EXCERPT:
The separation of useful raw materials from household waste is significant for the environment. Until 2017, this issue in Croatia was not fully regulated, so a regulation on municipal waste management was adopted, which applies to every Croatian household. According to Radović, Croatia must meet the goal of reducing waste disposal at landfills, which is why the decree brought about a change in the collection method – the more mixed municipal waste is thrown away, the more that will be paid.

“We have to forget everything that was thrown in the landfill for years – we have to increase waste separation and recycling and reduce waste disposal,” she notes.

Citizens, she continues, need to know what is going on with their waste and why they are expected to separate it.

“It depends on the type of waste – in Croatia, we have companies that process and recycle paper, cardboard, glass, and plastic. With plastic, it’s a little more complicated because it depends on the type of plastic. Each type of waste has its own processor, and utility companies must hand over waste to them separated by type,” she says.

Each local government has its own way of separating waste – it can be bins or larger containers.

“How which municipality and city will organize it is their business. What must be separated is paper in one bin, biowaste in another, mixed waste in a separate one, and other packaging in another,” Radović explains, adding that each municipality and city must hire municipal wardens in charge of waste control.

DATA FOR ANALYSIS:
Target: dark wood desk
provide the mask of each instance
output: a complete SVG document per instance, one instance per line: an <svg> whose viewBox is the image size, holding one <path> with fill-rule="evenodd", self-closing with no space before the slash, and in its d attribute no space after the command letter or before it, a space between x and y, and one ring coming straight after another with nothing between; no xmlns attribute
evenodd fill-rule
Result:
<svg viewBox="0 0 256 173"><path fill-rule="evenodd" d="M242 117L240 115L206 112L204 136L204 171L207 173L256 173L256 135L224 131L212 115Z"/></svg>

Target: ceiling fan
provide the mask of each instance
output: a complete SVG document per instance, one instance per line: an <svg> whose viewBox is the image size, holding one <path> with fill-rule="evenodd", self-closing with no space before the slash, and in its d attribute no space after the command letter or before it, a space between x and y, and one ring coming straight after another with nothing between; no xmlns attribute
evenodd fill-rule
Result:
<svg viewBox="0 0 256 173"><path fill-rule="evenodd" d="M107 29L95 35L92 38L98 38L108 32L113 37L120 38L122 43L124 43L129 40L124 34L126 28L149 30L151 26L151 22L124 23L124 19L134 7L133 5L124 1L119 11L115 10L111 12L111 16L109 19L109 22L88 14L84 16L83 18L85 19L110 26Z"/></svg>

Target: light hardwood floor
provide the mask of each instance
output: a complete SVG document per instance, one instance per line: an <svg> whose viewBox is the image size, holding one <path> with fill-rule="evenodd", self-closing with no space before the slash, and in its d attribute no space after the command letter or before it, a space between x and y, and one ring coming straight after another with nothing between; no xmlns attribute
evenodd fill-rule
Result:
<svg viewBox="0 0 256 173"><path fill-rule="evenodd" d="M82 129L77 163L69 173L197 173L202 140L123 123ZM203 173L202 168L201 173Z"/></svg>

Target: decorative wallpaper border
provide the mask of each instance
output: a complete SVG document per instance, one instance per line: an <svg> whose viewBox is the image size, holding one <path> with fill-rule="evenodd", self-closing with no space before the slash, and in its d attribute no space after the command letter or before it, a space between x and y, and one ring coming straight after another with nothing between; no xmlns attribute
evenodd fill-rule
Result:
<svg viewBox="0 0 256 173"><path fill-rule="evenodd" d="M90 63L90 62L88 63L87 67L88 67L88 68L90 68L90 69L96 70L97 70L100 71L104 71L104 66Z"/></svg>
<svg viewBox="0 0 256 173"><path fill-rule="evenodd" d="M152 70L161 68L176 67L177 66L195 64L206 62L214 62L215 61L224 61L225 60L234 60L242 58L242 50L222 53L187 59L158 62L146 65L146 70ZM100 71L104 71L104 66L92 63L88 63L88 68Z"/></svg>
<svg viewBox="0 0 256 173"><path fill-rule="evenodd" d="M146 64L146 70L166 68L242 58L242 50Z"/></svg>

YOUR TASKS:
**1.** Answer from the excerpt on waste separation in Croatia:
(a) Until which year was waste separation in Croatia not fully regulated?
(b) Which materials do Croatian companies process and recycle?
(c) Whom must each municipality and city hire?
**2.** Proceed with the excerpt on waste separation in Croatia, continuing after its final sentence.
The records are not used in any task here.

TASK-BY-TASK ANSWERS:
**1.**
(a) 2017
(b) Paper, cardboard, glass, and plastic
(c) Municipal wardens in charge of waste control

**2.**
The president of the ‘Nature for All’ association, Ana Rosandić, says that it is useful to know that the remains of raw food are separated into biowaste. At the same time, thermally treated waste is thrown into mixed waste. Caps are a different type of plastic from liter bottles and the ‘safest’ form of plastic and can be recycled to, for example, make children’s toys. Disposable masks should go to infectious waste, but since this is not available to citizens at their doorstep, they can be separated into mixed waste.

When it comes to plastic bags, Radović says that we distinguish between lightweight and very lightweight.

“You can get lightweight carrying bags in the store or buy them at the checkout, and very lightweight ones are for vegetables and fruits, which are torn from the roll. Croatia has been charging for lightweight plastic bags for several years to reduce consumption. What the new law on waste management, which is still in the process, brings this year, is a complete ban on lightweight plastic bags – it will no longer be possible to buy them,” says Sanja and notes that the new measure was adopted because the waste reduction goals have not been achieved. Instead of plastic bags, it is recommended to use your own canvas bags.